_Given task:_ Reproduce each line of the material exactly, minus any picture.

_Saved entries:_
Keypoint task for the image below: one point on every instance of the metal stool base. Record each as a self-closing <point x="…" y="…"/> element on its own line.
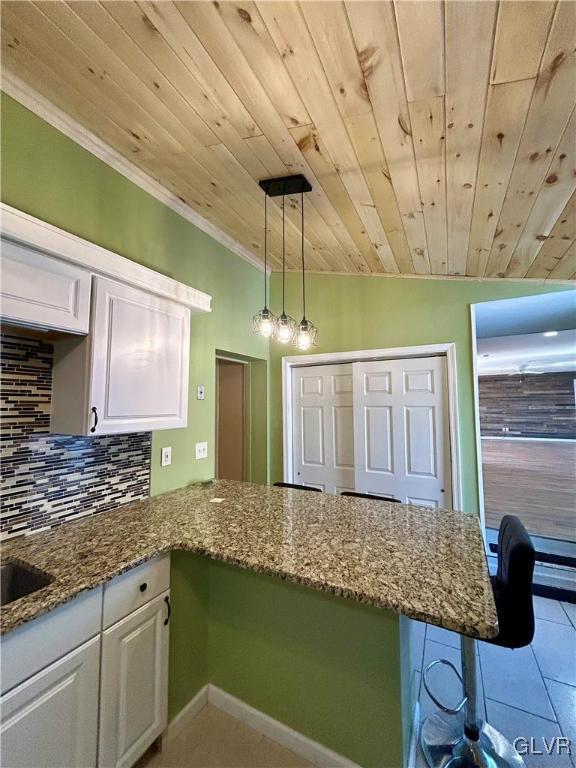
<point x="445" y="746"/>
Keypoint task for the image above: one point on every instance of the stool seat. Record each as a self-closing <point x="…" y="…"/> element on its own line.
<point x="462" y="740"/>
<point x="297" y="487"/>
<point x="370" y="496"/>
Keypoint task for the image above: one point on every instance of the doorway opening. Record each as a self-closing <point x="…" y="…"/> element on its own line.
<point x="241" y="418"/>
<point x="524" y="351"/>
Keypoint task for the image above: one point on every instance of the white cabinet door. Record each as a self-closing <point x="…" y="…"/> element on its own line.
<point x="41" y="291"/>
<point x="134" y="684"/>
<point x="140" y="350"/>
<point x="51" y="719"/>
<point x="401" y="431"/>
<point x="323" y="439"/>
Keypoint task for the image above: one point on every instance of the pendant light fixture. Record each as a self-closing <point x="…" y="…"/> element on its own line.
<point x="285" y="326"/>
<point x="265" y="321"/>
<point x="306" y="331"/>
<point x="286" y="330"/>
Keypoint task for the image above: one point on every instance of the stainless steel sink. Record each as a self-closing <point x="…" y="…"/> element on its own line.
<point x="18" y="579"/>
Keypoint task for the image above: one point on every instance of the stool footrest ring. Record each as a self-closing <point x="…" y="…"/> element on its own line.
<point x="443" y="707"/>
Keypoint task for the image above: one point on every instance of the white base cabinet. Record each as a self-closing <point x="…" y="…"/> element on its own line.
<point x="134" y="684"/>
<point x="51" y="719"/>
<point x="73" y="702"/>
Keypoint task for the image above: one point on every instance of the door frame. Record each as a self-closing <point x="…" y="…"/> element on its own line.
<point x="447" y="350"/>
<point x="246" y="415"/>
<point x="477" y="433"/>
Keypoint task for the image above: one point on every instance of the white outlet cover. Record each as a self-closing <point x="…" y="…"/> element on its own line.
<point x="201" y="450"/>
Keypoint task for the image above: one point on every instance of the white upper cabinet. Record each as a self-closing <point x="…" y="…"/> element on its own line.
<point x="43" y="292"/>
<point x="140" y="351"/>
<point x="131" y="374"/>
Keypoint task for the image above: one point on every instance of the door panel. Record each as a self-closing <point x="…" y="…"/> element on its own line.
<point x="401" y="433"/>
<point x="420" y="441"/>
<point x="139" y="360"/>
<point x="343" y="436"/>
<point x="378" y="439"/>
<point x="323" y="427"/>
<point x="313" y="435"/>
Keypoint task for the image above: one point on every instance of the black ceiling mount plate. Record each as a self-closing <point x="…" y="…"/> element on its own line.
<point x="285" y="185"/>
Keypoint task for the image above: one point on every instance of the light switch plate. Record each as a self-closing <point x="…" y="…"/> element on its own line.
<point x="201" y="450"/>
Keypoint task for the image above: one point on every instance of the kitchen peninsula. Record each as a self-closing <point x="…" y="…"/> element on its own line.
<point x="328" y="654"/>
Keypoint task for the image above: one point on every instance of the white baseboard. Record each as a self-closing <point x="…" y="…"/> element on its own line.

_Solution:_
Keypoint task for the image below: one point on every instance of the metal stool base. Record each as a self-closing <point x="…" y="…"/> element on its own line.
<point x="445" y="746"/>
Keypoint task for the image above: one point on every instance of the stool seat. Record each as a self-closing <point x="…" y="…"/> element on its own line.
<point x="462" y="740"/>
<point x="297" y="487"/>
<point x="370" y="496"/>
Keypoint task for the image above: one point on every instance of the doorway opening. Record each as a self-closing <point x="…" y="…"/> element on its own line.
<point x="241" y="418"/>
<point x="524" y="351"/>
Keypoint task for the image above: one point on every instance of the white cabinet door. Record each as a self-closing <point x="…" y="…"/> element on its own line.
<point x="41" y="291"/>
<point x="134" y="684"/>
<point x="140" y="350"/>
<point x="51" y="719"/>
<point x="401" y="431"/>
<point x="323" y="439"/>
Keypoint task for the image above: one point on every instance of the pendant light fixture. Record each as a self-closing <point x="…" y="…"/> element on its own line.
<point x="285" y="326"/>
<point x="265" y="321"/>
<point x="306" y="331"/>
<point x="286" y="330"/>
Keypoint task for the image above: one point on every instance of the stainless steel sink. Record each as a self-closing <point x="…" y="…"/> element on its own line.
<point x="18" y="579"/>
Keypoint task for the image above: one point on every instance of the stool footrest ring. Record each as a self-closing <point x="…" y="…"/> element on its own line.
<point x="443" y="707"/>
Keypoint task for the image above: one point on every instance of the white base cabinet. Record each as a self-closing <point x="…" y="…"/> element on its own line.
<point x="134" y="684"/>
<point x="51" y="719"/>
<point x="73" y="702"/>
Keypoint task for the image above: one point on every instance of the door frame. Record each as a self-closing <point x="…" y="…"/> element on its own line.
<point x="447" y="350"/>
<point x="246" y="415"/>
<point x="477" y="433"/>
Keypoint task for the image above: one point on every instance of the white outlet cover. Record each as a self-closing <point x="…" y="…"/> element on its own line.
<point x="201" y="450"/>
Keypoint task for the image above: one point on every instance of the white upper cabinet. Record each as a self-closing <point x="…" y="…"/> element on its own line.
<point x="43" y="292"/>
<point x="140" y="351"/>
<point x="131" y="374"/>
Keypoint task for the image above: one point on every instance of the door panel. Record each as a self-closing <point x="…" y="…"/> element on its own line.
<point x="401" y="433"/>
<point x="420" y="441"/>
<point x="139" y="360"/>
<point x="343" y="436"/>
<point x="378" y="439"/>
<point x="323" y="427"/>
<point x="313" y="435"/>
Keypoint task for the image above: one point on every instance of the black ceiling mount plate. Record each as a self-closing <point x="…" y="…"/> element on its own line.
<point x="285" y="185"/>
Keypoint task for the image above: one point on every instance of the light switch plate. Record each as a self-closing <point x="…" y="…"/> element on its own line.
<point x="201" y="450"/>
Keypoint task for the image above: one point on every instance of the kitchen peninsula. Record each as a self-closing <point x="…" y="…"/> element on its own line.
<point x="328" y="654"/>
Keypoint task for the image above: one point on every instance of the white baseboard. Record each as a self-closing <point x="…" y="…"/> element on its own line.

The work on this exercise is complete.